[Stated exercise]
Would you return the complete listing below word for word?

Start of Supplied data

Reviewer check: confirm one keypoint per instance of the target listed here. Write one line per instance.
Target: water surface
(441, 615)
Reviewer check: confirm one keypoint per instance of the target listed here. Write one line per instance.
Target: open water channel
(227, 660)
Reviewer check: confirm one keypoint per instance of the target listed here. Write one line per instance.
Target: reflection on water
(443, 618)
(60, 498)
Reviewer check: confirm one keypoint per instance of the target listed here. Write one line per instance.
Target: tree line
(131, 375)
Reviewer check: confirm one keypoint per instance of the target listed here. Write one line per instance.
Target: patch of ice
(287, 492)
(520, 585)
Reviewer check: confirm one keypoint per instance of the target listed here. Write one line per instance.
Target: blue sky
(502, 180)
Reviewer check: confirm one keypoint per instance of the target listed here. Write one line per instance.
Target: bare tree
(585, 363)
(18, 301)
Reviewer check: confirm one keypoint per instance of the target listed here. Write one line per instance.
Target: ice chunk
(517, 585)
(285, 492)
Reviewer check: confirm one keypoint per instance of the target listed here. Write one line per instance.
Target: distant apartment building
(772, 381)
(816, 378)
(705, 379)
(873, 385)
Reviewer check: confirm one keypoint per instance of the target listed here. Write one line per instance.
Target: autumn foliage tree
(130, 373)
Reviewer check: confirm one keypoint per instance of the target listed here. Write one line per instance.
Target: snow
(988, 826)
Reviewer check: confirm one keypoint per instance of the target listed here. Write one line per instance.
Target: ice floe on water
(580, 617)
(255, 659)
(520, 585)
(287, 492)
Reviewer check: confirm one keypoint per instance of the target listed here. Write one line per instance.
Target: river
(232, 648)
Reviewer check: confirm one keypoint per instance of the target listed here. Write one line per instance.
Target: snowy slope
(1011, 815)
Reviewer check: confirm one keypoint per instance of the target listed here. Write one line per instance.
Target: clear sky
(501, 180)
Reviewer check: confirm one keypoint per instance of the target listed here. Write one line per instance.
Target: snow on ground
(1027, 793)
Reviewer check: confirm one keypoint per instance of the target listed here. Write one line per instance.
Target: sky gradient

End of Supplied data

[Solution to the exercise]
Reviewer check: confirm one keypoint per instance of the target listed here. Write one line per instance.
Target: water surface
(441, 615)
Reviewer check: confirm one keypoint per instance of the target listed here. Write one line per instance.
Target: open water channel
(227, 660)
Reviewer check: confirm one keypoint per instance of the target listed here. Write one line per instance.
Target: reflection on water
(443, 618)
(60, 498)
Reviewer check: confirm one keypoint per instance of the target listed here. Write one line per instance.
Target: tree line
(131, 375)
Reviewer check: confirm one keypoint per instance of the target listed here. Write one line per instance.
Target: patch of ice
(287, 492)
(520, 585)
Reviewer check: confirm one keypoint per instance of the target listed here. Write one line per instance.
Target: blue sky
(502, 180)
Reviewer check: confirm one keypoint per instance of the target listed here. Write one line per instance.
Target: bare tree
(585, 363)
(18, 301)
Reviewer check: confirm one keypoint per instance of the target listed here. Write one line per instance.
Target: ice chunk
(517, 585)
(285, 492)
Reviewer check: confirm one keypoint per instance of the target listed here. Write one line per instance.
Target: distant apartment building
(772, 381)
(816, 378)
(705, 379)
(873, 385)
Reviewer check: confirm one keypoint per instance of the target listed here. Write one line per instance.
Target: autumn foliage tree
(130, 373)
Reviewer check: confirm one keypoint per instance of the target listed here. Write one line per instance.
Target: snow
(988, 826)
Reviewer check: confirm one keypoint per instance of the target listed here. Write one line per instance.
Target: ice floe on water
(580, 617)
(255, 659)
(520, 585)
(287, 492)
Reviewer check: confirm one keypoint per instance of the target listed here. Write one line per instance.
Target: river
(232, 648)
Reviewer check: confirm one keypoint per instance of the target listed here. Write one line per instance.
Target: snowy slope
(1011, 815)
Reviewer check: confirm one keypoint per instance of the target listed here. Write one line per instance.
Target: clear sky
(501, 180)
Reviewer check: confirm one keypoint per instance of the target listed here. Write one line per instance.
Target: snow on ground
(1027, 793)
Reviewer check: confirm one keypoint per instance of the target listed here. Write one line per instance.
Target: sky gradient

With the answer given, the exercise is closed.